Work to be completed:
Repeat exactly, and only, the lines below starting at the line that contains "[ ] one point per instance of the green tree" and ending at the line that contains "[ ] one point per instance of the window", inclusive of both.

%%

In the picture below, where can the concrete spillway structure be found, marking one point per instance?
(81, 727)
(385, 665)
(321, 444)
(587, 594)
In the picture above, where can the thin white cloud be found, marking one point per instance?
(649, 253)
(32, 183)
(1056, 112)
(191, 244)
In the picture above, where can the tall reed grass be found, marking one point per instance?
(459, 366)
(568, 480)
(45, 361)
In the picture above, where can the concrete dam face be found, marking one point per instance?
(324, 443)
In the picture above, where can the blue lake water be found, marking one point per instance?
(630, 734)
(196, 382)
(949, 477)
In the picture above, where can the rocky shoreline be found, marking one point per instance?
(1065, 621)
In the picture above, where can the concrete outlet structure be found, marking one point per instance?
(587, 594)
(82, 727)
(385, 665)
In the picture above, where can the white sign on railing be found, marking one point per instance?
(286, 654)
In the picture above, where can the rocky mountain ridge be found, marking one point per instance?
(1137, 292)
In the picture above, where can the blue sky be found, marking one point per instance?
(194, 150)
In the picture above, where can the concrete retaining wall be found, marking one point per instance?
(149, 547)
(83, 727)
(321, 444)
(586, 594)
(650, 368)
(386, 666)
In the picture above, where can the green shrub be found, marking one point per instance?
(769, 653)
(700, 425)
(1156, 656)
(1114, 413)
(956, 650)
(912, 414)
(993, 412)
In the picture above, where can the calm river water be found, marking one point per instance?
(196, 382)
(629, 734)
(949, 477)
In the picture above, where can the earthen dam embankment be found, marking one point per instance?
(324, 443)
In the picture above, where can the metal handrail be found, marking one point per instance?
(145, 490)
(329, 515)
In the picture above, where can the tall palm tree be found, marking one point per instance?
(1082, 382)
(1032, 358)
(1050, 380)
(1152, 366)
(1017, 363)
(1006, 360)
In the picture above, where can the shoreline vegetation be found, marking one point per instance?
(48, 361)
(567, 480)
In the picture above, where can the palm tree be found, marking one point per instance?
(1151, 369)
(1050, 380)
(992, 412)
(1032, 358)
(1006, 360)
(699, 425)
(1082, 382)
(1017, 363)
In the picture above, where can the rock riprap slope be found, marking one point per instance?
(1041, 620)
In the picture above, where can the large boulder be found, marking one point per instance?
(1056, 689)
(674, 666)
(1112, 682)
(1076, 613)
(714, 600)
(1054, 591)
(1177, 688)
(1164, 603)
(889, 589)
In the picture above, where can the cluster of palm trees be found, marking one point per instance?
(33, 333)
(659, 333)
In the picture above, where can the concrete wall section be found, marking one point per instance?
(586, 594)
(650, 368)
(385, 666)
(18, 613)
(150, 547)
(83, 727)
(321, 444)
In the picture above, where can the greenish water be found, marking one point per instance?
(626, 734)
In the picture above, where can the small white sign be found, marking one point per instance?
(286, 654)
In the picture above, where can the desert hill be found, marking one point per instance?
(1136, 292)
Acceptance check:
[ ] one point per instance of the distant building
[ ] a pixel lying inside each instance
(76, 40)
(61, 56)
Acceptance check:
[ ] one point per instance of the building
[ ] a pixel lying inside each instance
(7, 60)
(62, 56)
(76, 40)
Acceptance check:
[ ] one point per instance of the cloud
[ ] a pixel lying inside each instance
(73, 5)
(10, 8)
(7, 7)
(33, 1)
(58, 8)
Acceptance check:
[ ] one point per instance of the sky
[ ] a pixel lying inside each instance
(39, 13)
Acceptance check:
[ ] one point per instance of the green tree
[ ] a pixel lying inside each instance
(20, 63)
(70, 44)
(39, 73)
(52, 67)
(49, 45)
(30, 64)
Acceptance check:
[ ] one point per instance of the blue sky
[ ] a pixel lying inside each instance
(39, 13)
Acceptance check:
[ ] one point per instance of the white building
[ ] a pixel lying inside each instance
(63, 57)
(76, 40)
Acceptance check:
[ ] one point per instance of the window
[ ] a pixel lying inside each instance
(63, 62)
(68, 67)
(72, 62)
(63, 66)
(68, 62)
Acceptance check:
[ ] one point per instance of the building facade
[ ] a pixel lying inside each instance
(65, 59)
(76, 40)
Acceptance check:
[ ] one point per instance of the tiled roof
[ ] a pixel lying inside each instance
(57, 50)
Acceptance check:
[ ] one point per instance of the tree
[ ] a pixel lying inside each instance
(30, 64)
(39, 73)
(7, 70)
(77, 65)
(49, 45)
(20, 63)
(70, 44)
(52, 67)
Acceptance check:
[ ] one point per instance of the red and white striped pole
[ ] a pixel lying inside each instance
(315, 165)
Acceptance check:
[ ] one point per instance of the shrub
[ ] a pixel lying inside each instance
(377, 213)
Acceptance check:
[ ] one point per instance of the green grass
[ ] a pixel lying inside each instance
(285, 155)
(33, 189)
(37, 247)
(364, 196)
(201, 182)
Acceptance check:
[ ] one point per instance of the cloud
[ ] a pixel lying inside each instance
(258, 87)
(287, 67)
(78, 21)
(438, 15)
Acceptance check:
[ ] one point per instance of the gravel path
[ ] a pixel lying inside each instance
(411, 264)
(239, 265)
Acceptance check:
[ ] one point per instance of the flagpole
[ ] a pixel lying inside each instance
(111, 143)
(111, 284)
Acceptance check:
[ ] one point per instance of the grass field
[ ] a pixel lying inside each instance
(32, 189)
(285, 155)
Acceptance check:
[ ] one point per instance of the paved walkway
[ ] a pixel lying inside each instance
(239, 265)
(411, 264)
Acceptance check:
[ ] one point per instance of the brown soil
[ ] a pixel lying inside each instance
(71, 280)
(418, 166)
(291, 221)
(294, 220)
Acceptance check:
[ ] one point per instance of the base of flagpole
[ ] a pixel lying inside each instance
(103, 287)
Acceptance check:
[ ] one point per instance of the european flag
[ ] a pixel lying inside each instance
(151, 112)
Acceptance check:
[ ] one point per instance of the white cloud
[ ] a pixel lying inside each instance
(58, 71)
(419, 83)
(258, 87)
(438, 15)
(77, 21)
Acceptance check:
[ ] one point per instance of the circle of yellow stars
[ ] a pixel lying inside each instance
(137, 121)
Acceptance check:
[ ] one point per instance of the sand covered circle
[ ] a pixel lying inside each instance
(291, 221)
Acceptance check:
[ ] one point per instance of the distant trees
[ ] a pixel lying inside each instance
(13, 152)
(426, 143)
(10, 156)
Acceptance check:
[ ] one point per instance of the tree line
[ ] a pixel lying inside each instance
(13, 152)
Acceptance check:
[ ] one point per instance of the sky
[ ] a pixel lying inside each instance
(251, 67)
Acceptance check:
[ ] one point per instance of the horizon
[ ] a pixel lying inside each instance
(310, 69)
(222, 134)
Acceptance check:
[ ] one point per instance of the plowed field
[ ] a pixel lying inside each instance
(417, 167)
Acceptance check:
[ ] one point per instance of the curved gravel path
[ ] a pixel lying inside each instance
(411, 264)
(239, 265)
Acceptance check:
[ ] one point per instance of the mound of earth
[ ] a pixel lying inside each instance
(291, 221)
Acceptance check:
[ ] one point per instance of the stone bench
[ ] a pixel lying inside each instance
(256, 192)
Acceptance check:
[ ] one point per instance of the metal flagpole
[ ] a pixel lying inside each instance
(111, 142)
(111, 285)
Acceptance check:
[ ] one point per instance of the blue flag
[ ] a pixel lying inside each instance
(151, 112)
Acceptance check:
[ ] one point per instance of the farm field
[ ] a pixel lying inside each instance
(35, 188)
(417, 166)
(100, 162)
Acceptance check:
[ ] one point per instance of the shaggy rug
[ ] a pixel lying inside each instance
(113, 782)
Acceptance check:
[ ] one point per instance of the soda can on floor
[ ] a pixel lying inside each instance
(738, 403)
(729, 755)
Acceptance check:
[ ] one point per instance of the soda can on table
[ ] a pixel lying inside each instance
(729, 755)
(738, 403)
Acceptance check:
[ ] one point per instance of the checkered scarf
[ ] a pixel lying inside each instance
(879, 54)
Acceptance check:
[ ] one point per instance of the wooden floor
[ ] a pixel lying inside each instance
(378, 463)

%%

Answer section:
[ ] one point per instance of the green tree
[ ] a pixel lying inside each instance
(20, 63)
(70, 44)
(39, 73)
(52, 67)
(49, 45)
(30, 64)
Acceptance check:
[ ] one point per instance of the blue sky
[ ] a pixel lying inside each instance
(39, 13)
Acceptance check:
[ ] one point per instance of the white building
[ ] a pixel lying inside each instance
(63, 57)
(76, 40)
Acceptance check:
[ ] one point per instance of the window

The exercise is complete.